• PARA FAZER:
A) Responda com base no texto sobre maniqueísmo:
(i) Quantos pontos o autor diz que merecem ser aprofundados?
(ii) Em que era o maniqueísmo ganhou status de importante?
(iii) Segundo o texto, quem tinha coragem de escrever na imprensa que tratava de política e cultura em geral?
B) Copie do texto sobre maniqueísmo tudo o que vai de "Retomando a questão" até "peito de escrever.".
C) De acordo com o texto sobre maniqueísmo, por que o maniqueísmo ganhou status de importante? Responda em até três frases.

• TRECHO:
####

Thursday, 21 de November de 2024 ISSN 1519-7670 - Ano 24 - nº 1315

Maniqueísmo no espaço midiático

Retomando a questão do maniqueísmo. Dois pontos merecem um aprofundamento: a questão da maioria silenciosa com a internet se tornar ruidosa e o porquê só vingar, ou ser mais levado em conta, o discurso maniqueista. Penso que os dois pontos estão interligados. Isto é, o maniqueísmo adquiriu um status de importante na era do sensacional, do choque imagético, porque o público- alvo não só é mais numeroso como também adquiriu uma visibilidade que antes não existia. A imprensa que tratava de política e cultura em geral era um espaço onde só aqueles bem aquinhoados culturalmente tinham o peito de escrever.

####

• MATERIAL FORNECIDO:
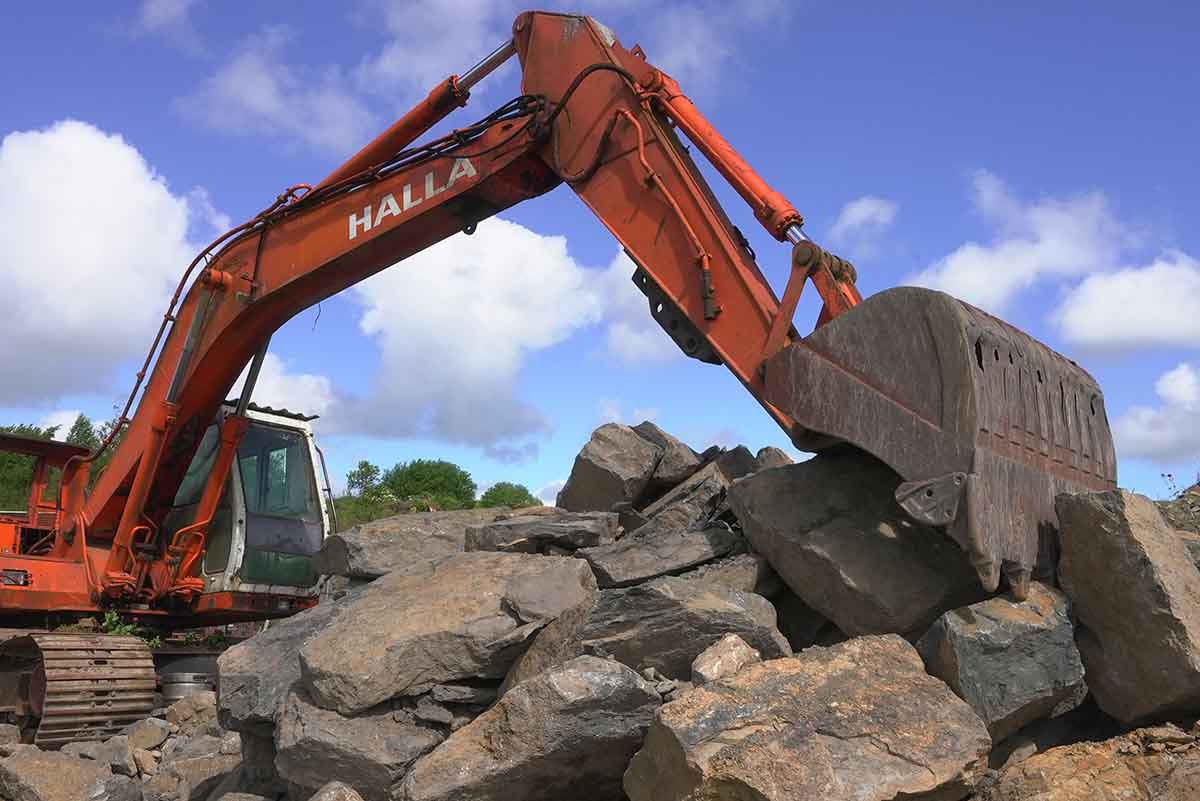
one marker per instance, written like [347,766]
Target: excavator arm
[604,120]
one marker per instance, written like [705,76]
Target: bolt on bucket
[984,423]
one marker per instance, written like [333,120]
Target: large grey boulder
[370,752]
[861,721]
[677,461]
[471,615]
[534,534]
[672,540]
[748,572]
[1013,662]
[665,624]
[567,733]
[832,530]
[257,674]
[31,775]
[381,547]
[1137,595]
[559,642]
[615,467]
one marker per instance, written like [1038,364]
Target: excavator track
[63,688]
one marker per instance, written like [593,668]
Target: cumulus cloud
[1134,307]
[455,325]
[1031,241]
[549,494]
[280,387]
[1170,432]
[156,16]
[87,223]
[861,222]
[633,338]
[257,91]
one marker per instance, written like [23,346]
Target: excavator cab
[276,510]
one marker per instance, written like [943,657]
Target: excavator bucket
[984,423]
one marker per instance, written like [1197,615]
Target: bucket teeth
[984,423]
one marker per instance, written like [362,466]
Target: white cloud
[156,16]
[1048,238]
[257,91]
[633,338]
[279,387]
[87,222]
[430,40]
[455,325]
[1170,432]
[861,223]
[64,419]
[1134,307]
[549,494]
[869,214]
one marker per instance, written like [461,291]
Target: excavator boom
[983,423]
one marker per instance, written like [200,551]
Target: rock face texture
[677,461]
[1153,764]
[564,734]
[723,658]
[832,530]
[471,615]
[615,467]
[1137,595]
[1012,662]
[857,721]
[33,775]
[381,547]
[371,751]
[257,674]
[652,552]
[665,624]
[534,534]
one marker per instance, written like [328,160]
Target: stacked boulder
[691,626]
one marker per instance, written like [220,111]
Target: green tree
[16,469]
[437,482]
[83,433]
[363,479]
[505,493]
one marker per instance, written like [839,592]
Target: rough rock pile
[687,626]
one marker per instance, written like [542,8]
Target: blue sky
[1039,163]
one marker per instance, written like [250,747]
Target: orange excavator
[983,423]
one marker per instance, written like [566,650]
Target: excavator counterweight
[208,513]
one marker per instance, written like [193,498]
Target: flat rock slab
[1013,662]
[533,534]
[613,468]
[748,572]
[1155,764]
[832,530]
[677,461]
[567,733]
[649,553]
[34,775]
[257,674]
[370,752]
[665,624]
[1137,594]
[861,721]
[468,616]
[381,547]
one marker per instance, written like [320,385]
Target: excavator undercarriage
[65,687]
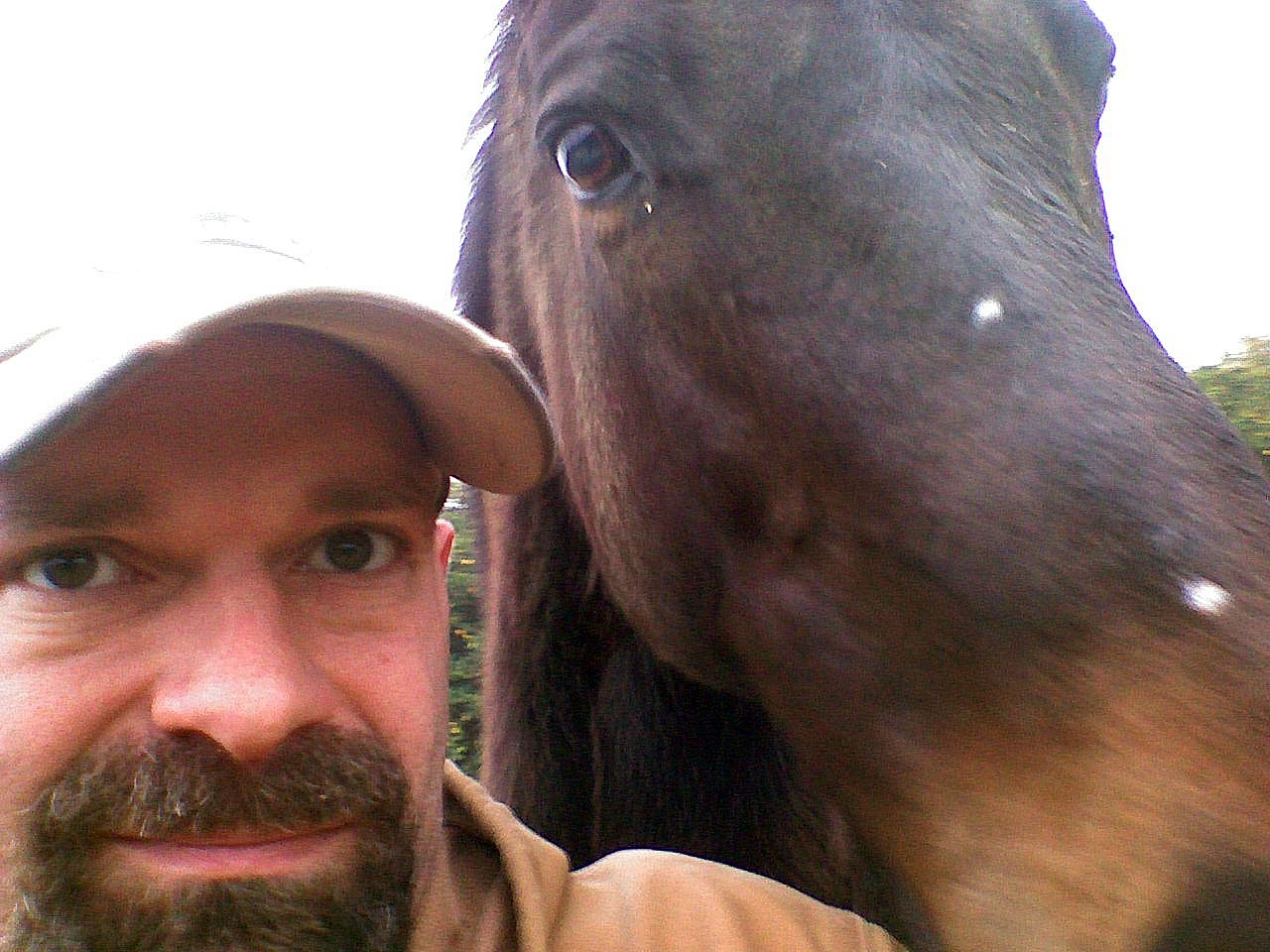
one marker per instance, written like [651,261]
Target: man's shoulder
[643,898]
[629,901]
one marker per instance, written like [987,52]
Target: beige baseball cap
[483,416]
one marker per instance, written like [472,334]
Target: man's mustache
[180,785]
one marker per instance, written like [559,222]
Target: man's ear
[444,540]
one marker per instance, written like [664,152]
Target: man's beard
[190,787]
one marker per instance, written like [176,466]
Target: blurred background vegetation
[1239,385]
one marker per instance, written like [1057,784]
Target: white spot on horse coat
[1206,597]
[987,312]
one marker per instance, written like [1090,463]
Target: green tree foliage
[466,634]
[1241,386]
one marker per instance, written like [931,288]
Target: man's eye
[352,551]
[70,569]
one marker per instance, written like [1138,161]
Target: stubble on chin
[64,898]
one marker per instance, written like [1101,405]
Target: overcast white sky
[343,125]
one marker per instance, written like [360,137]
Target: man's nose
[240,671]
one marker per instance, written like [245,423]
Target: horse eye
[590,159]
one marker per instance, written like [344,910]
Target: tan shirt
[513,892]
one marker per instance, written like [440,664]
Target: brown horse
[889,555]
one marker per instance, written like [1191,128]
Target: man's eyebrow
[37,508]
[339,497]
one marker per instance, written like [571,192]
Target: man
[222,639]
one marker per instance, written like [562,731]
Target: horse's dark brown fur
[890,555]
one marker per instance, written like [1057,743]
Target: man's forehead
[31,500]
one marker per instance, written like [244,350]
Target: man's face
[222,660]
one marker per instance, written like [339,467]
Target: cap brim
[483,416]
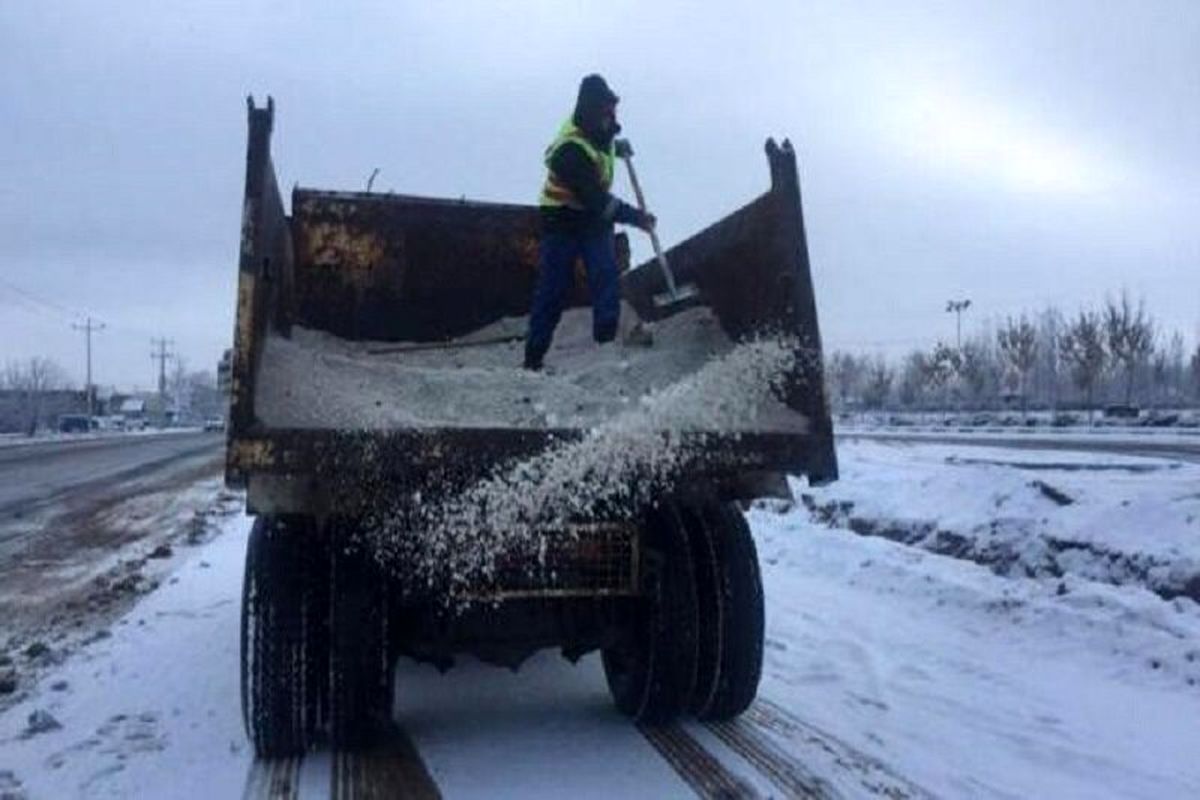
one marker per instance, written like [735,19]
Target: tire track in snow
[791,777]
[707,776]
[391,771]
[276,779]
[869,773]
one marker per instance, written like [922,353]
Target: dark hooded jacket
[574,168]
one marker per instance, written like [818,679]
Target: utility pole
[88,328]
[161,355]
[958,307]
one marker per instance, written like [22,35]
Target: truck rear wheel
[285,647]
[653,669]
[360,667]
[731,611]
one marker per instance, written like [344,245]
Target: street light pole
[89,328]
[958,307]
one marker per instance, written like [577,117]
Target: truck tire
[732,617]
[652,672]
[708,606]
[285,645]
[360,672]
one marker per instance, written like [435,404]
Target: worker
[577,217]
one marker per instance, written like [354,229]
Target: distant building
[225,373]
[19,411]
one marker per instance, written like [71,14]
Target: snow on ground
[969,683]
[977,685]
[1122,519]
[153,710]
[51,437]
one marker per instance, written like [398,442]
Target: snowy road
[1181,447]
[35,474]
[892,669]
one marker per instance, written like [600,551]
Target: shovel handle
[654,234]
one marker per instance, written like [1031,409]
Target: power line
[88,328]
[161,356]
[31,298]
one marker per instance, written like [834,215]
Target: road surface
[36,474]
[1121,445]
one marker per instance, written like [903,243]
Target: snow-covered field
[883,659]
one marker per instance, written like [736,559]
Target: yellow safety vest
[555,194]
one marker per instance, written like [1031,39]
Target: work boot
[639,336]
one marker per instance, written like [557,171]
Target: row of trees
[27,385]
[1116,353]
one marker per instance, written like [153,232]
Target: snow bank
[975,685]
[1111,518]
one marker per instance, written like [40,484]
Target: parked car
[76,423]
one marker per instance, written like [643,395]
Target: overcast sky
[1017,154]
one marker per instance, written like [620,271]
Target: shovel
[673,295]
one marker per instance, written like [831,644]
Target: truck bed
[323,417]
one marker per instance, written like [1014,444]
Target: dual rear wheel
[694,643]
[315,656]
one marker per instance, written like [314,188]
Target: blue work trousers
[556,277]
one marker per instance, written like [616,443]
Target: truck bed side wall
[396,268]
[265,276]
[753,266]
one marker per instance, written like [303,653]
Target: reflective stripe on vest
[555,194]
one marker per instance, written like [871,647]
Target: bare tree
[1081,347]
[941,366]
[1018,342]
[31,380]
[1047,377]
[846,372]
[915,379]
[1195,373]
[877,383]
[977,368]
[1131,337]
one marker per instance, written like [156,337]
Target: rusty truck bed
[391,268]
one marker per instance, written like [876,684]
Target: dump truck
[659,573]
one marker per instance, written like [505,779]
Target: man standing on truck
[577,216]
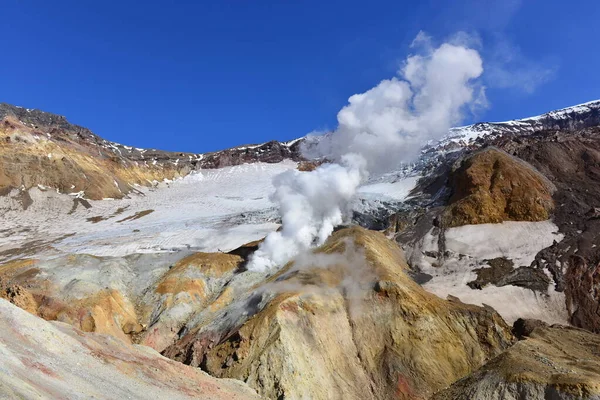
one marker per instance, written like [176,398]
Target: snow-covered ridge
[574,117]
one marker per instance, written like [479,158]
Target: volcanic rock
[490,186]
[348,323]
[552,363]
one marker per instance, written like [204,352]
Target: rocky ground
[495,223]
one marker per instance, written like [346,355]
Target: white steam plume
[378,130]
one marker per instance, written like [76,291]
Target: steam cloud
[377,131]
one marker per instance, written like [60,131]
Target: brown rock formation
[51,360]
[552,363]
[349,323]
[582,293]
[39,148]
[490,186]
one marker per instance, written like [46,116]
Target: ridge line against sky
[204,77]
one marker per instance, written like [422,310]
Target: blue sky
[205,75]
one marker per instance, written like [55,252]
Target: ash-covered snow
[466,249]
[210,210]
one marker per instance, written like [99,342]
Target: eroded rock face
[490,186]
[552,363]
[582,289]
[347,323]
[53,360]
[39,148]
[143,299]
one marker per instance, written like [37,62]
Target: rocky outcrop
[552,363]
[53,360]
[40,148]
[571,160]
[582,289]
[347,322]
[490,186]
[140,298]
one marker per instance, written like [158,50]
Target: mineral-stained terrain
[123,271]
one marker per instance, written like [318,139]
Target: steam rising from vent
[377,131]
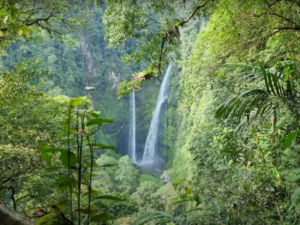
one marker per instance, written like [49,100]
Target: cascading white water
[132,133]
[149,156]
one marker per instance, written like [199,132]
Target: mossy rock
[50,219]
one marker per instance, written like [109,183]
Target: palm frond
[158,215]
[278,91]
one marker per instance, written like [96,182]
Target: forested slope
[229,137]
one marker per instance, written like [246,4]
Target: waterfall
[132,132]
[149,156]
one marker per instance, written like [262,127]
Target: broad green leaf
[20,31]
[293,178]
[95,115]
[105,146]
[2,11]
[93,193]
[65,180]
[55,168]
[101,217]
[74,102]
[289,139]
[46,158]
[87,211]
[109,197]
[64,158]
[98,121]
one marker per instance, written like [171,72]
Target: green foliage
[50,219]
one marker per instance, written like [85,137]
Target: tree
[155,25]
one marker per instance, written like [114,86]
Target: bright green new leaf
[75,102]
[95,115]
[290,138]
[2,11]
[105,146]
[87,211]
[109,197]
[98,121]
[101,217]
[54,168]
[65,182]
[64,158]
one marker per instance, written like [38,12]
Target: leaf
[109,197]
[93,193]
[99,121]
[64,158]
[65,182]
[20,31]
[2,11]
[26,32]
[74,102]
[289,139]
[95,115]
[107,165]
[46,158]
[87,211]
[101,217]
[293,178]
[89,88]
[105,146]
[54,168]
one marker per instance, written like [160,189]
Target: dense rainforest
[179,112]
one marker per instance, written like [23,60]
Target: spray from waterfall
[149,156]
[132,132]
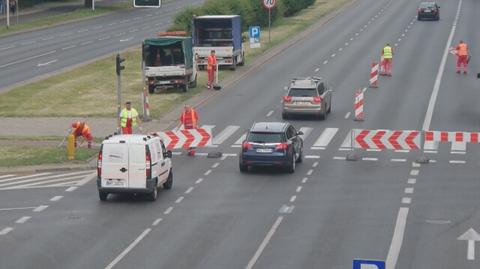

####

• RESPOSTAS DO EXERCÍCIO:
A)
(i) Dois pontos.
(ii) Na era do sensacional, do choque imagético.
(iii) Só aqueles bem aquinhoados culturalmente.

B)
Retomando a questão do maniqueísmo. Dois pontos merecem um aprofundamento: a questão da maioria silenciosa com a internet se tornar ruidosa e o porquê só vingar, ou ser mais levado em conta, o discurso maniqueista. Penso que os dois pontos estão interligados. Isto é, o maniqueísmo adquiriu um status de importante na era do sensacional, do choque imagético, porque o público- alvo não só é mais numeroso como também adquiriu uma visibilidade que antes não existia. A imprensa que tratava de política e cultura em geral era um espaço onde só aqueles bem aquinhoados culturalmente tinham o peito de escrever.

C) Porque o público-alvo ficou mais numeroso. Além disso, esse público ganhou uma visibilidade que antes não existia.